Every line from the one with "standing in the photo above." through the end of the entries below must be retyped exactly, and only those lines. The pictures are not part of the copy.

====== INFORMATION PROVIDED ======

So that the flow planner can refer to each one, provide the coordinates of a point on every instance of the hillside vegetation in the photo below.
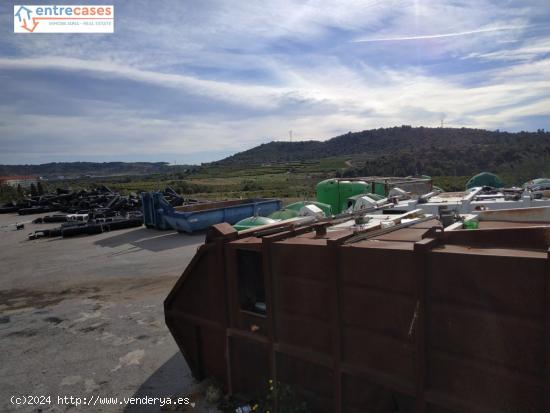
(405, 151)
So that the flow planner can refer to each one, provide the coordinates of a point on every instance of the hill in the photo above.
(74, 169)
(403, 151)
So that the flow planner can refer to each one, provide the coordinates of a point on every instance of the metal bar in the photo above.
(547, 334)
(419, 325)
(334, 283)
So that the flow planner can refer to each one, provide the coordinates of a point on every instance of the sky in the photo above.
(194, 81)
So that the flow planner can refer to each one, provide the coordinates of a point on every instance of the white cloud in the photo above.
(287, 65)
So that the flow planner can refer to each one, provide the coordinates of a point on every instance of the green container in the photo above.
(328, 193)
(470, 224)
(380, 189)
(283, 214)
(253, 222)
(336, 193)
(297, 206)
(484, 179)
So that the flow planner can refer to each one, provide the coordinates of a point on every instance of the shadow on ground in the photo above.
(170, 380)
(151, 240)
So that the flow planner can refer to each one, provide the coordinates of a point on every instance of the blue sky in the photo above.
(193, 81)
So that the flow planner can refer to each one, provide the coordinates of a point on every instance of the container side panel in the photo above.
(203, 292)
(486, 331)
(387, 270)
(499, 284)
(313, 383)
(378, 352)
(361, 395)
(249, 367)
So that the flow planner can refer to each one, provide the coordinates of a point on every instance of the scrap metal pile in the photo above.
(81, 212)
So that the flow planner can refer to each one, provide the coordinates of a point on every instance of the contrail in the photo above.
(437, 36)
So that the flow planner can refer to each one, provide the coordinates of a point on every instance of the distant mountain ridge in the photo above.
(71, 169)
(389, 141)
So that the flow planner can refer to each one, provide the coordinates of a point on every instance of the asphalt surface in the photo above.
(83, 317)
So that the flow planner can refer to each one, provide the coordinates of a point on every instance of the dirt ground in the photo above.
(83, 317)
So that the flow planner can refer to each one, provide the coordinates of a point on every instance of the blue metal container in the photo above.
(158, 213)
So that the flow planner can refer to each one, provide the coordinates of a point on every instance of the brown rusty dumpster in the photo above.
(409, 319)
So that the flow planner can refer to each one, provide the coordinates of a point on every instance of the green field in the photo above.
(290, 181)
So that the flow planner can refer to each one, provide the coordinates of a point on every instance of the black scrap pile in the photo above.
(100, 202)
(175, 199)
(92, 226)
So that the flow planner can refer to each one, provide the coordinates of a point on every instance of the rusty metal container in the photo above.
(403, 319)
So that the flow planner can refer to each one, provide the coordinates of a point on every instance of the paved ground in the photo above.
(83, 317)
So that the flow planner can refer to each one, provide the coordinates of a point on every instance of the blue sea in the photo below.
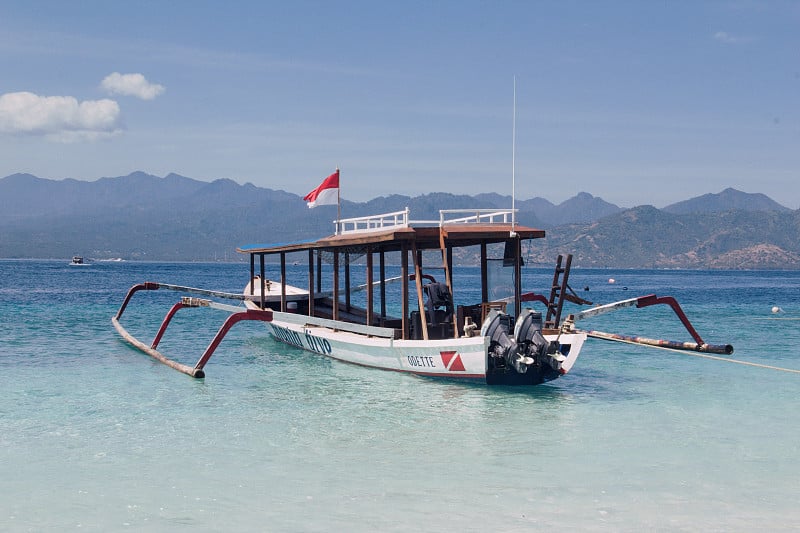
(96, 436)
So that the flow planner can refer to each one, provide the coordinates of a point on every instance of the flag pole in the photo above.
(513, 161)
(338, 199)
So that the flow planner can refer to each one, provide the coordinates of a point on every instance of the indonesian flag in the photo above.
(326, 194)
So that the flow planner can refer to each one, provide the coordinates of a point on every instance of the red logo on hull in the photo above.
(452, 361)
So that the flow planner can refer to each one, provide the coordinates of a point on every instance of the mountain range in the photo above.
(146, 217)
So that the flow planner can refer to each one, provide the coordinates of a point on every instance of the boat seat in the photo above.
(439, 306)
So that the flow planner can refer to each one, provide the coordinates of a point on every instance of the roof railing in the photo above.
(397, 219)
(400, 219)
(476, 216)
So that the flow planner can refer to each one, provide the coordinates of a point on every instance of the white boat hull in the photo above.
(465, 358)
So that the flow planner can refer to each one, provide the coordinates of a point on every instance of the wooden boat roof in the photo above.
(393, 239)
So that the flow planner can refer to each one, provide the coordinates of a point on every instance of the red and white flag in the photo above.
(326, 194)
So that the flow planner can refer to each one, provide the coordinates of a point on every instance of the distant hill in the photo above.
(580, 208)
(725, 201)
(145, 217)
(646, 237)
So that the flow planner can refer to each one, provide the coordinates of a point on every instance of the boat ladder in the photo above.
(558, 292)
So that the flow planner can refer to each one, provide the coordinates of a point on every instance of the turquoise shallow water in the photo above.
(95, 436)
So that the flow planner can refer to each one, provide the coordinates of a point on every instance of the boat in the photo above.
(486, 331)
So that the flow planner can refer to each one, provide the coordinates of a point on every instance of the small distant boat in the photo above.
(487, 334)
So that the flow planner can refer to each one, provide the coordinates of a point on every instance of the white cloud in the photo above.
(58, 118)
(131, 85)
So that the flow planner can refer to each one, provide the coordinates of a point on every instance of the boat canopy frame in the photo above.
(396, 232)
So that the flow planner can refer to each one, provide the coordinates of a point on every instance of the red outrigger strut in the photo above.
(237, 315)
(645, 301)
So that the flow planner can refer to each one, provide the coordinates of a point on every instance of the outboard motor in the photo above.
(529, 338)
(501, 346)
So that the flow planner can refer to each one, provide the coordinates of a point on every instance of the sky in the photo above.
(643, 102)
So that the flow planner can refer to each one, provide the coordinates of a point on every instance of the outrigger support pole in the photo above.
(237, 315)
(645, 301)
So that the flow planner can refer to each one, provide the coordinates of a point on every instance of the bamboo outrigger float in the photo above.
(430, 330)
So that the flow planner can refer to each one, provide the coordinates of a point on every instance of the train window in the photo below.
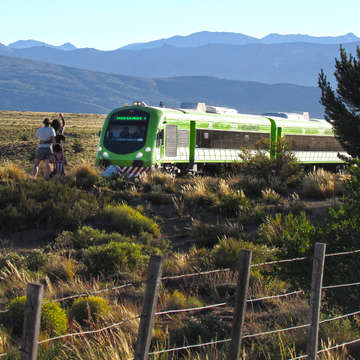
(160, 138)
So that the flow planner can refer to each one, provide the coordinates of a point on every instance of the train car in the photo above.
(138, 137)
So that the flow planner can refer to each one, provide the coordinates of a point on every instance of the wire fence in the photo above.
(209, 307)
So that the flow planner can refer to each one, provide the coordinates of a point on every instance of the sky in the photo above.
(111, 24)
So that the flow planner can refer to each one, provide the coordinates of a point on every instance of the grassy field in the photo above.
(18, 143)
(82, 233)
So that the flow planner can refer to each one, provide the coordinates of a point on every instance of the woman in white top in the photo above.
(46, 135)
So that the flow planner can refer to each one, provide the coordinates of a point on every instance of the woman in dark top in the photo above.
(59, 128)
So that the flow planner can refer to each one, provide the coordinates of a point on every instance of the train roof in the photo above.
(227, 115)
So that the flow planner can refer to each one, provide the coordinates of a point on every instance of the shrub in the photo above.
(283, 166)
(227, 252)
(86, 237)
(107, 259)
(234, 204)
(31, 204)
(9, 172)
(35, 260)
(126, 220)
(319, 184)
(53, 318)
(89, 308)
(292, 235)
(270, 196)
(178, 300)
(207, 235)
(86, 176)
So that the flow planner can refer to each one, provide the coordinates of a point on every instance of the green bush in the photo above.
(178, 300)
(126, 220)
(279, 172)
(85, 176)
(86, 237)
(207, 235)
(89, 308)
(112, 257)
(53, 317)
(35, 260)
(234, 204)
(227, 252)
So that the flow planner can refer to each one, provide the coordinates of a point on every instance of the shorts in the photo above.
(43, 153)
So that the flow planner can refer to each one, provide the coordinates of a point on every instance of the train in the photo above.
(137, 137)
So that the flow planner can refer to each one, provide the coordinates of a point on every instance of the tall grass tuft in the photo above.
(320, 184)
(9, 172)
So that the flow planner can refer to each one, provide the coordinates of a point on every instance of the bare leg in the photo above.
(47, 169)
(36, 167)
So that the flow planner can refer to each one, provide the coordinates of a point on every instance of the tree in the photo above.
(342, 109)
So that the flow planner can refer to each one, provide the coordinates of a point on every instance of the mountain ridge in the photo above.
(37, 86)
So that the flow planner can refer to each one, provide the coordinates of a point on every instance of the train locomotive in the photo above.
(138, 137)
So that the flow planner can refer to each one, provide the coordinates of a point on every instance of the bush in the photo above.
(89, 308)
(178, 300)
(85, 176)
(35, 260)
(126, 220)
(44, 204)
(284, 166)
(319, 184)
(207, 235)
(9, 172)
(234, 204)
(107, 259)
(86, 237)
(53, 318)
(227, 252)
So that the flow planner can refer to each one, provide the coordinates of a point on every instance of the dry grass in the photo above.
(321, 184)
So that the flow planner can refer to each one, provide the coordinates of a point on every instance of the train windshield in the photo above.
(126, 131)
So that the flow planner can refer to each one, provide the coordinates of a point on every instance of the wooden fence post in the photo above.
(240, 306)
(30, 337)
(315, 299)
(149, 307)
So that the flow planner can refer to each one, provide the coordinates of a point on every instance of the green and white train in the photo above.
(138, 137)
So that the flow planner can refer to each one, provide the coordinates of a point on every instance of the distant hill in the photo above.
(295, 63)
(207, 37)
(37, 86)
(24, 44)
(276, 61)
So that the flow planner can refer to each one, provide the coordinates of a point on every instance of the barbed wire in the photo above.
(88, 332)
(343, 253)
(190, 347)
(280, 261)
(340, 317)
(275, 331)
(195, 274)
(338, 346)
(339, 286)
(97, 291)
(190, 309)
(275, 296)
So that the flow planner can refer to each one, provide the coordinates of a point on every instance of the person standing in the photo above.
(59, 128)
(46, 136)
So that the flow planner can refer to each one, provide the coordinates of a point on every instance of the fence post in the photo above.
(240, 305)
(149, 307)
(315, 299)
(30, 337)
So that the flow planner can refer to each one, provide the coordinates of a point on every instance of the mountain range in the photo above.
(276, 61)
(38, 86)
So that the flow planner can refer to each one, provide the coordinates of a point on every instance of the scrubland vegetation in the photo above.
(83, 233)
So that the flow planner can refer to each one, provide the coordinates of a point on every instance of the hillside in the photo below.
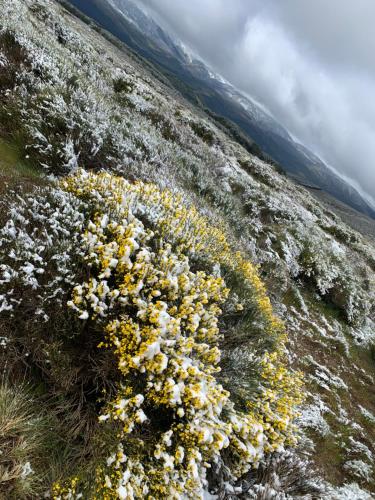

======

OUTPUT OF THE EXERCISE
So that the flow planner can refer to each one, provide the coordinates of a point on every instance of the person standing in the photo above.
(59, 128)
(46, 136)
So that the flow planner can refer to each one, provide the coordinates of a point on every instance of the fence post in the photo above.
(240, 305)
(149, 307)
(315, 299)
(30, 337)
So that the flow planner can refer to each one, provide the coordinates of a point on every instance of the mountain range in the photo above.
(276, 61)
(38, 86)
So that the flow planner can refer to each one, provide the coordinates of a point on every instance of the scrubland vegetation in the photo above.
(83, 233)
So that the flow planner can refer to each one, provide the coordinates of a point on every instance of the hillside in the photo below.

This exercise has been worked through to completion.